ЗАДАНИЯ К ВЫПОЛНЕНИЮ:
[a] Какая страна, согласно отрывку о европейской аристократии, выделялась на фоне монархической Европы до 1914 года?
[b] Перепишите, пожалуйста, из отрывка о европейской аристократии фрагмент, начиная со слов «Мир Европы до» и далее до слов «контролем над армией).».

ЦИТИРУЕМЫЙ ОТРЫВОК:
········
Если новая аристократия подражала старой, то и старая никуда не делась, – она демонстрировала достаточную способность усвоить перемены, сохраняя свое положение: не столько она «упадала», сколько другие росли быстрее. Все помнят по литературе хрестоматийные истории о том, как дочери графов выходили за банкиров, а сыновья герцогов женились на дочерях фабрикантов, но это-то как раз и демонстрирует «хорошую форму», в какой старая аристократия встречала XX век, оказываясь способной вбирать в себя и перерабатывать под себя все новые и новые поколения «успешных» людей, включая их в существующие сети и иерархии и тем самым превращая возможных противников в союзников или в тех, кто надеется со временем ими стать. Эта аристократия едва ли не больше всех делала Европу действительно единой – Соединенное Королевство, Франция (сначала империя, а затем республика), Российская, Германская и Австро-Венгерская империи – все эти и другие, относительно мелкие, политические образования могли быть в самых сложных отношениях друг с другом, но их аристократии не были только «национальными» или «имперскими»: в первую очередь они были единой европейской аристократией, связанной родством, свойством, соседством, общей культурой, способом проводить время и видеть мир.
Мир Европы до 1914 г. был монархическим, на этом фоне выделялась лишь Франция, но с ней смирились и к ней привыкли, после всех потрясений с 1789 г. соседи приняли «Французскую Республику» без восторга, но с пониманием, как странное исключение, но которое надлежит терпеть, раз ей удалось каким-то образом достигнуть внутреннего мира в бесконечно тревожимой стране. Собственно, аристократии могут жить без монархии, но монархии без аристократии – нет, и «хорошее самочувствие» европейской аристократии демонстрирует неплохое положение монархий – более или менее им удавалось встраиваться в меняющийся мир, все в большей степени уходя от сиюминутной политической активности (предоставляя ее партиям и кликам) и беря на себя роль арбитра (сила которого, помимо прочего, обеспечивалась традиционным контролем над армией).
········
[Фрагменты набора данных для разметки точек]
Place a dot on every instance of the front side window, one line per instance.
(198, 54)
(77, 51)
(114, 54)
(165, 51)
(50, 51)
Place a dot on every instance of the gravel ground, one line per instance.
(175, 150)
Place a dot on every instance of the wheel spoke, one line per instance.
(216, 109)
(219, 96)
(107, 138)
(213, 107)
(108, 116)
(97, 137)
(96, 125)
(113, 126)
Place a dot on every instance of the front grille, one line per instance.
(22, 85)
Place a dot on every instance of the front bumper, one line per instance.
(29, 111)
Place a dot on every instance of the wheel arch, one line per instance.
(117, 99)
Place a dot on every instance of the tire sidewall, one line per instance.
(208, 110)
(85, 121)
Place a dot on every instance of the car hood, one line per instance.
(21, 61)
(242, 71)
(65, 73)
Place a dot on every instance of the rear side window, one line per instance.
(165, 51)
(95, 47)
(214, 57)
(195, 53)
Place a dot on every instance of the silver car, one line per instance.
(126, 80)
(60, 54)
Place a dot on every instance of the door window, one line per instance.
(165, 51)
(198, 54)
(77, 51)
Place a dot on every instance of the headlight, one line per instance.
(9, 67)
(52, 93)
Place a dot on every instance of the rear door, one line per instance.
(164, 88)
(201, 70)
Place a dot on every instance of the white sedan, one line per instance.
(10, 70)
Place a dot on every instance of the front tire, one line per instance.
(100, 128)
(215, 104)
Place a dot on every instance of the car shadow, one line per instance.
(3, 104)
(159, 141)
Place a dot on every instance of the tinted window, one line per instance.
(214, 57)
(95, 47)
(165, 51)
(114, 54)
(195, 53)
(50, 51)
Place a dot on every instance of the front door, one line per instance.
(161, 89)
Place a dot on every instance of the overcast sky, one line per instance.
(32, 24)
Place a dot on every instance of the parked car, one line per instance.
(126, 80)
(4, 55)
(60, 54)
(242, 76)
········
СПИСОК РЕШЕНИЙ:
[a] Франция.

[b]
Мир Европы до 1914 г. был монархическим, на этом фоне выделялась лишь Франция, но с ней смирились и к ней привыкли, после всех потрясений с 1789 г. соседи приняли «Французскую Республику» без восторга, но с пониманием, как странное исключение, но которое надлежит терпеть, раз ей удалось каким-то образом достигнуть внутреннего мира в бесконечно тревожимой стране. Собственно, аристократии могут жить без монархии, но монархии без аристократии – нет, и «хорошее самочувствие» европейской аристократии демонстрирует неплохое положение монархий – более или менее им удавалось встраиваться в меняющийся мир, все в большей степени уходя от сиюминутной политической активности (предоставляя ее партиям и кликам) и беря на себя роль арбитра (сила которого, помимо прочего, обеспечивалась традиционным контролем над армией).